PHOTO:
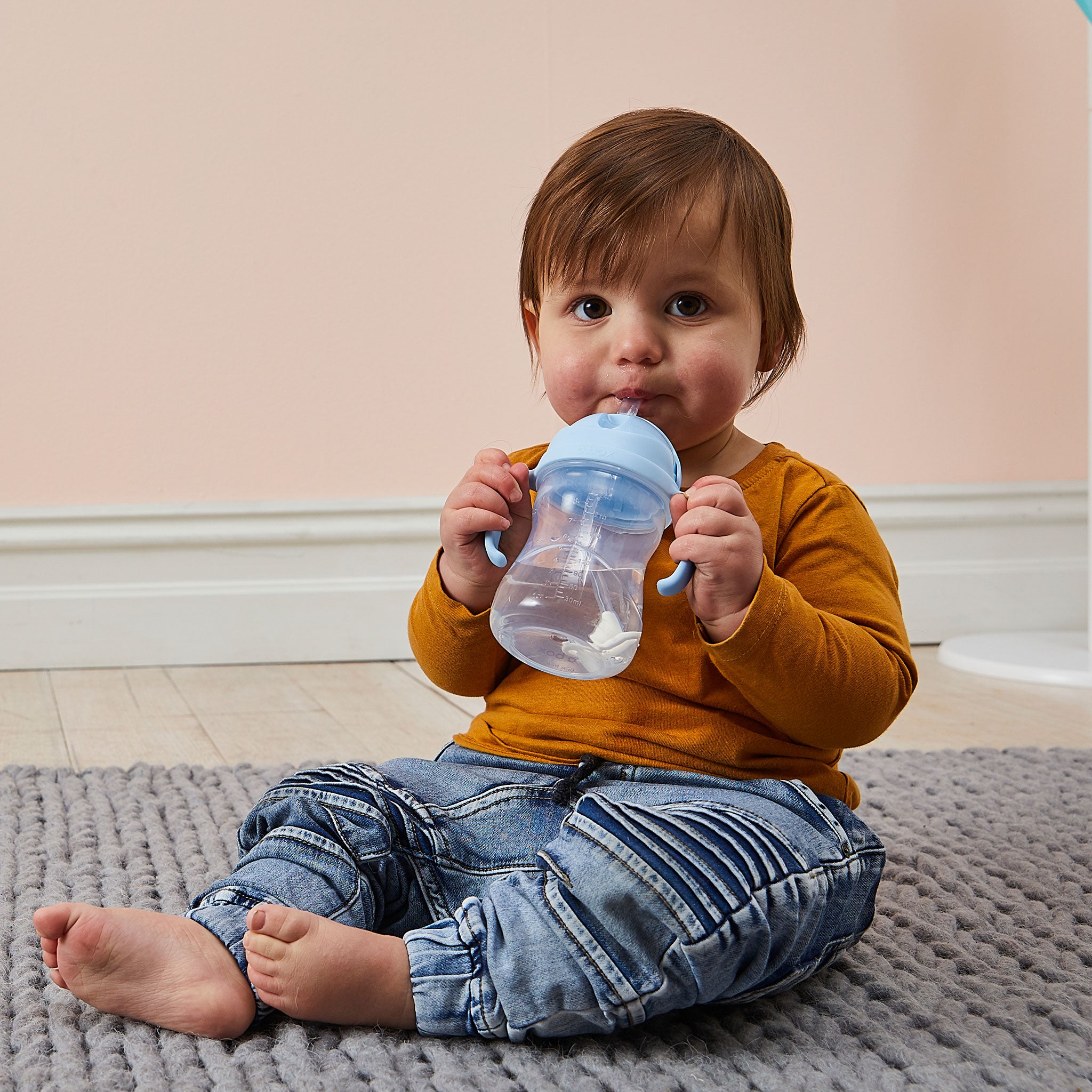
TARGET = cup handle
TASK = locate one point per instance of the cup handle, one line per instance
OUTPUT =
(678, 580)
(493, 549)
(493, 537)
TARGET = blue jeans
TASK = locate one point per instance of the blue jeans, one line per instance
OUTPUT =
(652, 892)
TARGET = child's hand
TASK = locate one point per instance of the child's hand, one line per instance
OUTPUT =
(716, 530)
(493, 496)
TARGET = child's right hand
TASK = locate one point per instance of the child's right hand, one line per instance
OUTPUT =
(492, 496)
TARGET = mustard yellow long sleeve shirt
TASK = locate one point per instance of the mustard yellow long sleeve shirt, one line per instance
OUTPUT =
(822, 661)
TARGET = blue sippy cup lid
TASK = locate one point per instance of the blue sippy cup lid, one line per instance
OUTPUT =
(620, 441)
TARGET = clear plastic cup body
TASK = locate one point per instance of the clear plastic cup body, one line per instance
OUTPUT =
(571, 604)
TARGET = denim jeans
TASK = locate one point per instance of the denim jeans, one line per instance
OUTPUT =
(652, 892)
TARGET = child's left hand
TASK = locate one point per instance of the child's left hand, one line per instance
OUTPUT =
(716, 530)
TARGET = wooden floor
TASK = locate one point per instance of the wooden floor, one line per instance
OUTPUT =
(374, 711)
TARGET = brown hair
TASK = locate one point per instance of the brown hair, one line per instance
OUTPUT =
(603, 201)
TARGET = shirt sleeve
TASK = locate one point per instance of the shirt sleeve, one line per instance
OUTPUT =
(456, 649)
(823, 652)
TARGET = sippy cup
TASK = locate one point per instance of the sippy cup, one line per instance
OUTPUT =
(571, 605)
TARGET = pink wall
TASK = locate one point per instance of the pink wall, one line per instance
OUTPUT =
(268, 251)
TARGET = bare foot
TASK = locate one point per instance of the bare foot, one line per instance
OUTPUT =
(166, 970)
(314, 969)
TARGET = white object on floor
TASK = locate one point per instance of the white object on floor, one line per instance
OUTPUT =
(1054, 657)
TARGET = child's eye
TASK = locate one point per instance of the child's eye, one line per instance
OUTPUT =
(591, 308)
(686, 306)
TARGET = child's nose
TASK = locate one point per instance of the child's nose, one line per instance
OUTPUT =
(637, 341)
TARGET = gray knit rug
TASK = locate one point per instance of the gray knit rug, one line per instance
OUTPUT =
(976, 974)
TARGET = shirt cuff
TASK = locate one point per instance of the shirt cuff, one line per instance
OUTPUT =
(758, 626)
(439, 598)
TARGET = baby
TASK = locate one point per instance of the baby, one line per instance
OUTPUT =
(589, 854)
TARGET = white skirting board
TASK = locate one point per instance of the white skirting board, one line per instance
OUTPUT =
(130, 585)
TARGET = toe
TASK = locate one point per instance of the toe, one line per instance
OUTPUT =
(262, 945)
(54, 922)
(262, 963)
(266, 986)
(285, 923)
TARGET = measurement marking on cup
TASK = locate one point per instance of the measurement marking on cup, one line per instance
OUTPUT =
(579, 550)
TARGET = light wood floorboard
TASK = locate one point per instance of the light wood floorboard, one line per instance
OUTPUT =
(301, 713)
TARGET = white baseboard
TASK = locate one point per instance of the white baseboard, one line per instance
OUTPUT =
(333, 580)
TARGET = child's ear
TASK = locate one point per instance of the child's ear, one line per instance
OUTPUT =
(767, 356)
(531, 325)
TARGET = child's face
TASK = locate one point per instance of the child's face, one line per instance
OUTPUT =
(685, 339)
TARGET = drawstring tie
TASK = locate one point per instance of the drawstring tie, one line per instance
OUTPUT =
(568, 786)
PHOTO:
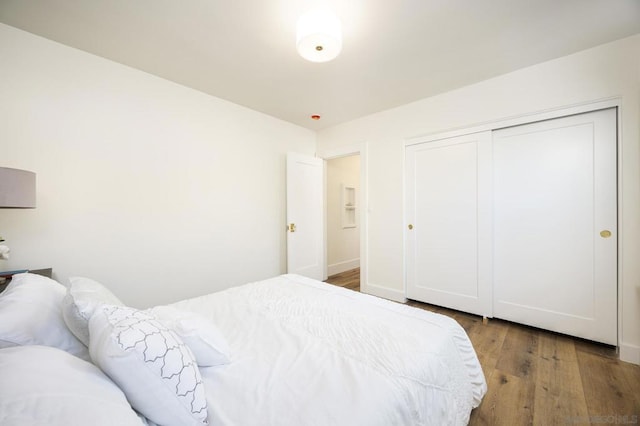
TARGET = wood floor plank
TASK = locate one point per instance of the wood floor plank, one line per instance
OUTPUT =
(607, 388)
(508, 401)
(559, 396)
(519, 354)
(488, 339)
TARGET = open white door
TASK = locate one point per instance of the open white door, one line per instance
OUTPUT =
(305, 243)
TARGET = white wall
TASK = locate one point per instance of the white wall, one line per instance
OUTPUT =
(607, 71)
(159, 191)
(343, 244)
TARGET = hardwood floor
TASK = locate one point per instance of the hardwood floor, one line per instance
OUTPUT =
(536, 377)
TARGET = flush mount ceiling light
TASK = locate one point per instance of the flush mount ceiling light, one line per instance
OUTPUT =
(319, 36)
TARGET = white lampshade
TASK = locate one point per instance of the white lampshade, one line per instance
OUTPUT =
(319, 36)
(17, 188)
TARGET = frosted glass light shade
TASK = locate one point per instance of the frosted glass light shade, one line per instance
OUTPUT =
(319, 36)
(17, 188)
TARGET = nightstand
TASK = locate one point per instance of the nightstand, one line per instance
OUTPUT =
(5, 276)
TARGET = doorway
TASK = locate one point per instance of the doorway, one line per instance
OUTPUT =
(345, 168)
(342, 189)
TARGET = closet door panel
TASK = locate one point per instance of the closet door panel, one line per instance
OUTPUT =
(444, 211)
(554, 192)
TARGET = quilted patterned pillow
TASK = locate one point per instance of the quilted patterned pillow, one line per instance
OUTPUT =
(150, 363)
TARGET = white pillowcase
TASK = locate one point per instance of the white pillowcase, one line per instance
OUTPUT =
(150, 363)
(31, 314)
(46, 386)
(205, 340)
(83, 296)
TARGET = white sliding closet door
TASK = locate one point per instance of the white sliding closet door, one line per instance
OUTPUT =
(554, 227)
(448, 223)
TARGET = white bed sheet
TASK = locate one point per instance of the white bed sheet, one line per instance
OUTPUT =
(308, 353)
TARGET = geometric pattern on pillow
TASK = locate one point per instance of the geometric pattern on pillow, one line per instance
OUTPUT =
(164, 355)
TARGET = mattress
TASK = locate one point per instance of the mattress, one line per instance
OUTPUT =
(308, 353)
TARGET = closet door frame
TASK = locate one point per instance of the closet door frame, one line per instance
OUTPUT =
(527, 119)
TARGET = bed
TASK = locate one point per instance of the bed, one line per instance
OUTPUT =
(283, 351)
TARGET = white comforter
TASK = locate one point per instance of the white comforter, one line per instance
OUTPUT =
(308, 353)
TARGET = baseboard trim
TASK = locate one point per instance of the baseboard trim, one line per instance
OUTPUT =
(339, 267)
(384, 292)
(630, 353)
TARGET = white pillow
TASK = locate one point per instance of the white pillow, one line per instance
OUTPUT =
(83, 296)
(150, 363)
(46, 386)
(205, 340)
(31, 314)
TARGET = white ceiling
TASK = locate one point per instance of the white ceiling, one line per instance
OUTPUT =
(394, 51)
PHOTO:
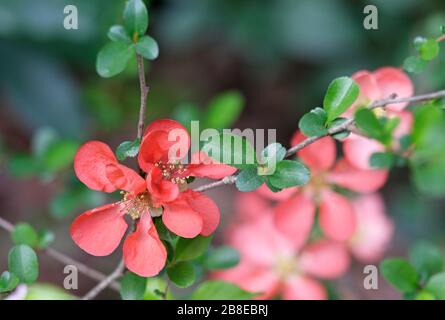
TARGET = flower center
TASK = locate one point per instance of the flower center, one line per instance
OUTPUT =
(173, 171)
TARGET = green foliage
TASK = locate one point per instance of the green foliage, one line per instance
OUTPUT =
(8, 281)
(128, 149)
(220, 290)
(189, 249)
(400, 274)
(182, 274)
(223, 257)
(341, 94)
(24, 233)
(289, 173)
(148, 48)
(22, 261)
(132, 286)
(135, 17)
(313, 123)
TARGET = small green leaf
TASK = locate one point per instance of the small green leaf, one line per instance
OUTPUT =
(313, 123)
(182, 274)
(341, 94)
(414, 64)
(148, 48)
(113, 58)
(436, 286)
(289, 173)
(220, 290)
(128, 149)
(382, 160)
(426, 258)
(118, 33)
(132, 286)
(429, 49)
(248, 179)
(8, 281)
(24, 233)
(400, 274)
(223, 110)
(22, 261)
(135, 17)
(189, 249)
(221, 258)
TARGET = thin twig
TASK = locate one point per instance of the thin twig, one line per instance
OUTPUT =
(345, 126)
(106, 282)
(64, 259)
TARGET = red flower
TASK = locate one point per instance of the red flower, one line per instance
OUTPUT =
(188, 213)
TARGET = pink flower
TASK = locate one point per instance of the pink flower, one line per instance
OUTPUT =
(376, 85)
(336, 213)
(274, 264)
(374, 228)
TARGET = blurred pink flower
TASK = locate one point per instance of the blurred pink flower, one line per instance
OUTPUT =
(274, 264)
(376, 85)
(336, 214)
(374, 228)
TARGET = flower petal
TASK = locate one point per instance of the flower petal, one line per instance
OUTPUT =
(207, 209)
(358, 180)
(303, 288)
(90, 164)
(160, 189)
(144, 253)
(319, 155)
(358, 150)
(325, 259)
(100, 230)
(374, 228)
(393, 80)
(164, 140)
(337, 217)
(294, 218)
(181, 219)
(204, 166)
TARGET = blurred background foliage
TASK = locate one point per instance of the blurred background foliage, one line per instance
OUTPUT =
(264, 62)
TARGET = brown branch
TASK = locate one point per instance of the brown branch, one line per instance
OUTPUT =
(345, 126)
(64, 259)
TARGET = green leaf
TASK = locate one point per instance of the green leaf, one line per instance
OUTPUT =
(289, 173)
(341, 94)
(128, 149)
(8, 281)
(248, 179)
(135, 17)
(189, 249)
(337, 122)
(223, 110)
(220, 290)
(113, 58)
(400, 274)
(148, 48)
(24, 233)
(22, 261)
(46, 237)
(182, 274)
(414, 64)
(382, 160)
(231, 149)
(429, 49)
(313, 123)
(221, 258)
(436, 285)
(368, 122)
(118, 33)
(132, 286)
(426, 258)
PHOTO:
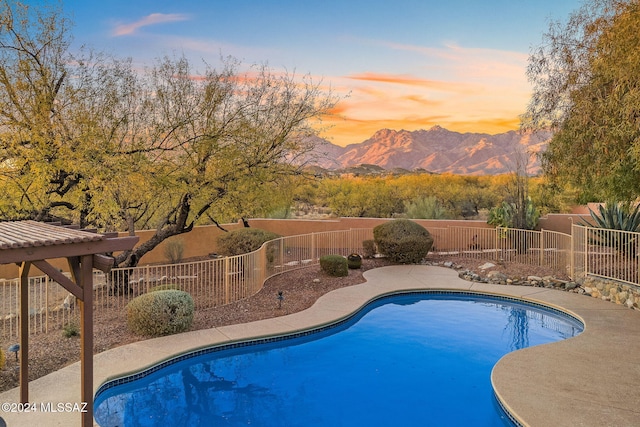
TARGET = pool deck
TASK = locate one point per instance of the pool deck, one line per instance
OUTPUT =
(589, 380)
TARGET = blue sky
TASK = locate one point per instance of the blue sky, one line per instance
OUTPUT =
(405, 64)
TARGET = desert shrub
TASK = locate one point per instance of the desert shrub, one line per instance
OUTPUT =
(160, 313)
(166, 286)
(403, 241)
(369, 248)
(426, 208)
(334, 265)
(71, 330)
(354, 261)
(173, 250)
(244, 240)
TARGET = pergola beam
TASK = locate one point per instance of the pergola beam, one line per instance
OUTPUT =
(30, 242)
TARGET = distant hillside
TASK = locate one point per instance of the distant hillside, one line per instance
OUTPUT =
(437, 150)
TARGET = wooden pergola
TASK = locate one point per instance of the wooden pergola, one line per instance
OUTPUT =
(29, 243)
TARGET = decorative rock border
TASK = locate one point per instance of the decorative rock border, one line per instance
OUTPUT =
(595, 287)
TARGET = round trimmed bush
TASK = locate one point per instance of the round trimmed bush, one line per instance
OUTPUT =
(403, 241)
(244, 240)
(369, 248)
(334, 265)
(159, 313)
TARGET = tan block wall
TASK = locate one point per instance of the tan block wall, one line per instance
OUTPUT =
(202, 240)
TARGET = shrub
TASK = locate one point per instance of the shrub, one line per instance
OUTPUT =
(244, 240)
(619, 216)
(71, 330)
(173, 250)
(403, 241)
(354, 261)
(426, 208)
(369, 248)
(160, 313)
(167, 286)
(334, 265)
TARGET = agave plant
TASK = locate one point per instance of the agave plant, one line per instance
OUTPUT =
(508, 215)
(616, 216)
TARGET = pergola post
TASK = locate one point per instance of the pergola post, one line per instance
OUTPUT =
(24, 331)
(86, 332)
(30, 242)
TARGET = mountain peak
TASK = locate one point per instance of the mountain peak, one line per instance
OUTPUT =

***

* _Task directions_
Using the listing above, return word for word each line from the one that has "TARGET = decorative rock border" through the one that has "post, one line per instance", and no line outside that range.

* _Answer section_
TARGET = decorative rock border
TASK = locate one point per instance of the decorative rock border, one line per instance
OUTPUT =
(595, 287)
TARGET = round trimmed bush
TASK = locate one point per instance of the round trimmed bush, one line per instance
OUTPUT =
(403, 241)
(244, 240)
(369, 248)
(334, 265)
(159, 313)
TARGET = tan block wall
TASK = locate one point per instance of the tan block wall, one line per instance
OUTPUT =
(202, 240)
TARGET = shrub
TASK = locate one point per instance of the shrub, one line per instance
OUTPUT =
(244, 240)
(619, 216)
(71, 330)
(173, 250)
(403, 241)
(354, 261)
(426, 208)
(369, 248)
(160, 313)
(167, 286)
(334, 265)
TARGET = agave plant
TASK = locate one point per instance of the agave plant, one line per instance
OUTPUT =
(508, 215)
(616, 216)
TARGET = pergola post
TASK = locate one point per instance of the pergola post, one line per instance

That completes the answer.